We are looking for someone who can work well independently who also embraces a great team dynamic! The Site Reliability Engineer will be responsible for the maintenance of a 7 x 24 x 365 production environment running Linux (CentOS 6 and 7). The scope of work includes server/hardware installations, OS upgrades, patch management, configuration management, release management, automation, and security administration. Time will be split between ops related work and development work, the scope of which would be to reduce the amount of ops work through automation and new features. The ideal candidate would be equally comfortable writing the application code as they would creating the docker image and running it in Kubernetes. People who like to work hard and play hard will love working for Dstillery!
Essential Functions and Responsibilities
- Build and maintain a highly automatic, self-healing, scalable infrastructure.
- Support and maintain on-premise production servers (Lenovo, IBM, and HP blades and rackmount servers).
- Server hardware installation; OS installation using installation tools (Cobbler, Kickstart, Salt, Puppet, etc).
- Responsible for server builds, configuration, backups and patches.
- Evaluate and implement new technologies that furthers the adoption of DevOps practices
- Provide guidance during the planning stage to development teams in relation to system design/architecture.
- Work closely with development and operation teams during the entire service lifecycle from inception to production with the goal to produce reliable, scalable services.
- Maintain and add additional features to the CI/CD pipeline.
- Develop checks and maintain system health monitoring and administration tools (Icinga, Grafana, ELK, InfluxDB).
- Fix production issues by analyzing code and making hotfixes through the standard code deployment process.
- Provide documentation of configuration and troubleshooting procedures to facilitate other team members.
- Automate away repeated tasks.
- Participate in a rotating 24x7 on-call schedule, with responsibility to see problems through resolution.
- Available to occasionally work evenings or weekends for large-scale or high-priority projects.
- Periodic travel to colocation facility in NJ and occasional travel to LA.
- Evangelize DevOps principles and practices.
- 5+ years Linux experience in a 24x7 production environment. with solid understanding of performance tuning and end-to-end troubleshooting.
- Dev Tools including Git, Jenkins and Docker
- 3+ years Software Development experience (Java preferred)
- Previously built a Private Cloud or worked in a hybrid on-prem/public cloud environment leveraging Kubernetes
- Programming Experience (Java, Groovy, Python or Go)
- Install and manage tomcat and jetty applications including experience with JVM internals and tuning.
- Demonstrated troubleshooting skills through resolution; understanding problem from the network, OS, and application levels.
- Ability to configure, customize, and support typical UNIX daemons, including NFS, BIND and Apache.
- Comfortable in a colocation environment, with regards to power and cable management, cooling, and adherence to installation standards.
One or more of the following is a PLUS:
- Load Balancing Technologies (LVS, Piranha, Consul)
- Routing and Switching (BGP, Cisco IOS)
- Hadoop and related technologies (HDFS, YARN, Hive, Tez, Spark, Flume, Zookeeper, Ambari)
- NoSQL databases (Cassandra, Scylla) and relational databases (MySQL, PostgreSQL).
- Open source virtualiztion technologies (oVirt)
- Messaging Brokers (Kafka)
========
— Given instruction A —
Which system health monitoring and administration tools does the job posting name?
— Given instruction B —
Edit the entries from their first line through the line holding "POLYGON ((60 380, 60", inclusive, swapping "boot sole" for "shoe sole" and keeping everything else the same. Return only those lines, without the pictures.
The job posting above has no connection to the entries that follow.

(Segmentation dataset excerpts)
========
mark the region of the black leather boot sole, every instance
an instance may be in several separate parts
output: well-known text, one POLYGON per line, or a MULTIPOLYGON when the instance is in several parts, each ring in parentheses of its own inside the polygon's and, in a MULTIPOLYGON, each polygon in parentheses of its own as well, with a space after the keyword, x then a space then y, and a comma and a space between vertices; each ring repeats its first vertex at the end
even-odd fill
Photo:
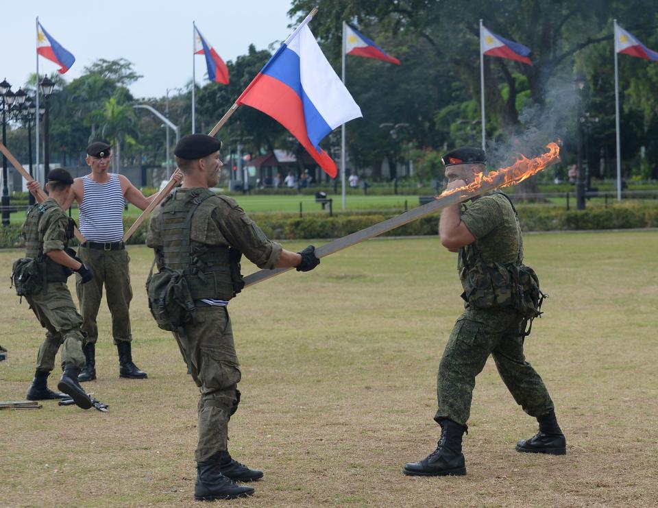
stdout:
POLYGON ((444 469, 441 471, 412 471, 403 468, 402 473, 408 476, 463 476, 466 474, 466 467, 444 469))
POLYGON ((80 375, 77 376, 78 383, 86 383, 87 381, 93 381, 96 379, 96 370, 92 371, 83 370, 80 375))
POLYGON ((545 453, 547 455, 566 455, 567 448, 528 448, 517 444, 516 445, 516 451, 520 453, 545 453))
POLYGON ((60 380, 60 382, 57 384, 57 388, 69 396, 78 407, 88 409, 93 405, 89 396, 84 391, 81 392, 80 388, 66 378, 60 380))

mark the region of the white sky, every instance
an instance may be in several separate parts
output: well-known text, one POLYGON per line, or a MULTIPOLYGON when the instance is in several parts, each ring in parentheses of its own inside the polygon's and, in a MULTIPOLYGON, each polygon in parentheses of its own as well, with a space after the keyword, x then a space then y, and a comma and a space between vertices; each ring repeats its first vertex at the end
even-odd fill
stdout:
MULTIPOLYGON (((11 0, 2 8, 0 77, 16 91, 36 71, 39 21, 75 57, 63 75, 77 77, 97 58, 123 58, 143 75, 130 90, 136 97, 162 97, 192 76, 192 22, 225 62, 247 53, 250 43, 266 49, 291 31, 291 0, 11 0)), ((278 43, 277 44, 277 46, 278 43)), ((197 82, 206 79, 204 57, 196 58, 197 82)), ((39 72, 58 66, 39 58, 39 72)))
========
— Final answer A —
Icinga, Grafana, ELK, InfluxDB

— Final answer B —
mark the region of the black leather shoe sole, every instance
an instance may be in several separate parts
output: well-known text, one POLYGON per line, or a MULTIPOLYGON when the instance is in several parts, each ring in parentheses of its own inside the polygon's and, in a MULTIPOLYGON, each polygon in parentheses of its own as well, with a space after the keyword, x then a space then y, and a comma and a space between vertices; each ring repeats its first vertex at the end
even-odd fill
Photo:
stdout:
POLYGON ((444 469, 441 471, 412 471, 403 468, 402 473, 408 476, 463 476, 466 474, 466 467, 444 469))
POLYGON ((80 375, 77 376, 78 383, 86 383, 87 381, 93 381, 96 379, 96 370, 92 371, 83 370, 80 375))
POLYGON ((545 453, 547 455, 566 455, 567 448, 528 448, 517 444, 516 445, 516 451, 520 453, 545 453))
POLYGON ((60 380, 60 382, 57 384, 57 388, 69 396, 78 407, 88 409, 93 405, 89 396, 84 391, 81 392, 80 388, 66 378, 60 380))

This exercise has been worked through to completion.